[WRITTEN INSTRUCTION]: Find the line containing "Accessibility description system: locate the black", then output it and every line after it through the end of the listing below, exactly as written.

[RECORDS SUPPLIED]:
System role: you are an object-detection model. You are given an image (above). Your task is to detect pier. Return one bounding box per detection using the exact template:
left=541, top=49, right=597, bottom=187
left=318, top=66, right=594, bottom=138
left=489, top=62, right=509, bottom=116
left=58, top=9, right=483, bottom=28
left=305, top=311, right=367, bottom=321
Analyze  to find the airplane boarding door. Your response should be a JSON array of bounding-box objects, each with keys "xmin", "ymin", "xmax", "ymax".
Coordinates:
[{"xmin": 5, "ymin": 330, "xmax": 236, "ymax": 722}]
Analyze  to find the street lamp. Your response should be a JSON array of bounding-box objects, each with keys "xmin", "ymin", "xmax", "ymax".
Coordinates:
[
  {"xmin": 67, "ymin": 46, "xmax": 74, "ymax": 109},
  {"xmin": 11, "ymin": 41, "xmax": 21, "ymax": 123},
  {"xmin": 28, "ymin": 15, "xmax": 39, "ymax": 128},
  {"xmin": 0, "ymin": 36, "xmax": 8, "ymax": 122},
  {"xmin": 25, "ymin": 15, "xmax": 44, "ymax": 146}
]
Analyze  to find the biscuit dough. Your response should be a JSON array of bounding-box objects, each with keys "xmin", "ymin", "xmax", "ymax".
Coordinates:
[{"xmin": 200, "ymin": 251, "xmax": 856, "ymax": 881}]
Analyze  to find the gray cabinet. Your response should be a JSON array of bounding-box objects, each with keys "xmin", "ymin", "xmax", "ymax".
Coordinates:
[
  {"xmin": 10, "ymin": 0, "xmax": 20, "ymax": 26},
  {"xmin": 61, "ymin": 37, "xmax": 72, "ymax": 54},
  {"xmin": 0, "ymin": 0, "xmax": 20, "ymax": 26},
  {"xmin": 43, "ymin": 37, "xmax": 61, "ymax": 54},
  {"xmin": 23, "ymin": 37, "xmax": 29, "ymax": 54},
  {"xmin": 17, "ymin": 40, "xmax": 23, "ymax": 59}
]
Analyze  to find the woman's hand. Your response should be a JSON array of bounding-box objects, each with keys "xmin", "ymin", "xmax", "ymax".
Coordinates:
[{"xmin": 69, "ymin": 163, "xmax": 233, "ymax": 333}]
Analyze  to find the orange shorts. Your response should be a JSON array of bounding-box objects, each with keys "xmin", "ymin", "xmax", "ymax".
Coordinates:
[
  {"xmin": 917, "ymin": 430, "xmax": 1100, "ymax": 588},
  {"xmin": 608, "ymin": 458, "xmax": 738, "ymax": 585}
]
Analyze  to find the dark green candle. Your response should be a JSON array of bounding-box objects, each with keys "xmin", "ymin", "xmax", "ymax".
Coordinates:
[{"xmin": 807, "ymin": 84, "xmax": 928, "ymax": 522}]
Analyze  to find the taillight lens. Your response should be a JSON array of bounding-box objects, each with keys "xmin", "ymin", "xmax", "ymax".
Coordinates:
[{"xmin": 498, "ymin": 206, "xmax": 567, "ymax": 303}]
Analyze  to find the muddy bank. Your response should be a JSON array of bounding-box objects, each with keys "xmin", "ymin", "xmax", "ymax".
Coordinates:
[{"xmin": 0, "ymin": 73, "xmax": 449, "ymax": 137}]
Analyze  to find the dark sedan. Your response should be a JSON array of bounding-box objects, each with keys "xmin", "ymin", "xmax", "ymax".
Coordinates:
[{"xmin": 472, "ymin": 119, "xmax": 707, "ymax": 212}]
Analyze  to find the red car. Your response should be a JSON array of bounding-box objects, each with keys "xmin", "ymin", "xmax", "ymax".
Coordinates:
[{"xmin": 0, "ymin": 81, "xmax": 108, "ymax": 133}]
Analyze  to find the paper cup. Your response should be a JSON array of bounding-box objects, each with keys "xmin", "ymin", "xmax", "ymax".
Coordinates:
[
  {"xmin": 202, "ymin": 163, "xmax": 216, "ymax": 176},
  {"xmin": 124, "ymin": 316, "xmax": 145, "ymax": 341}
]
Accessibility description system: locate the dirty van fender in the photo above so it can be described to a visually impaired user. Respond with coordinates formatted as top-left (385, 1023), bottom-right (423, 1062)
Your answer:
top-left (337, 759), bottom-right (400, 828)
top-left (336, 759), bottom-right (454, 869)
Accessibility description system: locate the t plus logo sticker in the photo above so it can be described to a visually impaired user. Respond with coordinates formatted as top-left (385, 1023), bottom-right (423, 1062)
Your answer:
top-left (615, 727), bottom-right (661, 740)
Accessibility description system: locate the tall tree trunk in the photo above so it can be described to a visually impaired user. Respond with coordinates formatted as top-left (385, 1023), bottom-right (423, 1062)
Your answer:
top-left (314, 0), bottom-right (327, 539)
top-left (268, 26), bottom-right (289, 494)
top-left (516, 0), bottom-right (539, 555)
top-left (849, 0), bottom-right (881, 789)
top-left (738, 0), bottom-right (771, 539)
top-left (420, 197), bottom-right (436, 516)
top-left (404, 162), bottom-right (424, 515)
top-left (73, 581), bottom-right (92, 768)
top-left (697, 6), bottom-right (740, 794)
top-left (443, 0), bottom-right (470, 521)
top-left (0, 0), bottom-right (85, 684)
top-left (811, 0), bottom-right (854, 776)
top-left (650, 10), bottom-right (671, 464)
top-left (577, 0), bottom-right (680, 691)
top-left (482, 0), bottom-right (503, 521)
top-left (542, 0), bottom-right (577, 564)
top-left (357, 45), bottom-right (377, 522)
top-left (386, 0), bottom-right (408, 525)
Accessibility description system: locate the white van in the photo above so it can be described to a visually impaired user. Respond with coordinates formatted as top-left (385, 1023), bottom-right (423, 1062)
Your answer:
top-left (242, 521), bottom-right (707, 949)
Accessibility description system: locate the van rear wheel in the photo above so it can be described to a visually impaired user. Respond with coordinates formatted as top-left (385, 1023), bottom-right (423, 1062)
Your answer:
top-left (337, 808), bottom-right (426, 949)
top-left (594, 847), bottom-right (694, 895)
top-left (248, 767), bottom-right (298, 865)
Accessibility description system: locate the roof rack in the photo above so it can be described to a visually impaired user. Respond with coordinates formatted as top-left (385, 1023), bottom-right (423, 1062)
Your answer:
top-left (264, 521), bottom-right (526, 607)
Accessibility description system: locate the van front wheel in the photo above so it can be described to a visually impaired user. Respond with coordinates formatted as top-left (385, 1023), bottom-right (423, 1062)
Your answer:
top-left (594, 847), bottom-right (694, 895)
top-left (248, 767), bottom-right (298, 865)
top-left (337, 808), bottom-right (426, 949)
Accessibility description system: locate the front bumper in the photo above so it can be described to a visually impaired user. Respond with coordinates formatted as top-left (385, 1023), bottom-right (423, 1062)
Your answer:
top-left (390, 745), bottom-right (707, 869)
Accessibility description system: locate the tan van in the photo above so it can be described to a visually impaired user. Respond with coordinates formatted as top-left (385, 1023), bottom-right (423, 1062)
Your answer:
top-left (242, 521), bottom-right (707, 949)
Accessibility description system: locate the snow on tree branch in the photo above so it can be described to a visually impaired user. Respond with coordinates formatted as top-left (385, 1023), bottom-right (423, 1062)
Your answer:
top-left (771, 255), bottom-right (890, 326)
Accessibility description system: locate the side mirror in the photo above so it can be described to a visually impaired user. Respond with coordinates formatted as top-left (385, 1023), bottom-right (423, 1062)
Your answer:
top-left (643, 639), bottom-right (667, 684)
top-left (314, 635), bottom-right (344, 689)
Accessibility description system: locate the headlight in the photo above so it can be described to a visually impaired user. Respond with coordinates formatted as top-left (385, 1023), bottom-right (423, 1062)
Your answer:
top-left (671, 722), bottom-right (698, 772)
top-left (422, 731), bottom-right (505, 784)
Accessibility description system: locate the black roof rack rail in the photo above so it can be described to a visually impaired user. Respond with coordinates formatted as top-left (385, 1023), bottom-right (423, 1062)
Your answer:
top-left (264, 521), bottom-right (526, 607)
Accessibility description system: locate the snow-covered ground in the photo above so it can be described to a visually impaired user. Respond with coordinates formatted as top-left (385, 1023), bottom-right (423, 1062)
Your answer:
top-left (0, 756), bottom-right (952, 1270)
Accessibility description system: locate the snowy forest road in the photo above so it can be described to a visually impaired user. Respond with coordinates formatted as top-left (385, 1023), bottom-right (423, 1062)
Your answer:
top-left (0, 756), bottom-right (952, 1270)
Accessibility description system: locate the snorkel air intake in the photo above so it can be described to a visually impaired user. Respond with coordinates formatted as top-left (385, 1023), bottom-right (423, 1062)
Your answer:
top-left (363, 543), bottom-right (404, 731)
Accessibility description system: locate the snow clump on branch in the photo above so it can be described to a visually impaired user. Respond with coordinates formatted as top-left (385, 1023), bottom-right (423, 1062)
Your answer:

[SOLUTION]:
Accessibility description system: locate the black roof rack rail in the photo above so it can be described to a visually impaired user. Respond with coordinates formatted as top-left (385, 1023), bottom-right (423, 1062)
Your answer:
top-left (264, 521), bottom-right (526, 607)
Accessibility description system: locate the snow-covered ground in the photo above so it can be described to a visually impaired user. Respond with coordinates formatted as top-left (385, 1023), bottom-right (423, 1062)
Your answer:
top-left (0, 756), bottom-right (952, 1270)
Accessibility description system: locate the snowy forest road in the photo above so it can be described to a visually impaired user. Respond with coordinates formatted as top-left (385, 1023), bottom-right (423, 1062)
Your answer:
top-left (0, 756), bottom-right (952, 1270)
Accessibility description system: locate the snorkel air intake in the photo above so it can be described to a visually impaired user. Respond with coordinates formatted as top-left (385, 1023), bottom-right (423, 1062)
Your answer:
top-left (363, 543), bottom-right (404, 731)
Accessibility description system: locate the snow clump on branch in the photo above so it can be described to a visually impaired user. Respond with coordinates formatted as top-left (385, 1023), bottom-right (423, 1062)
Your answer:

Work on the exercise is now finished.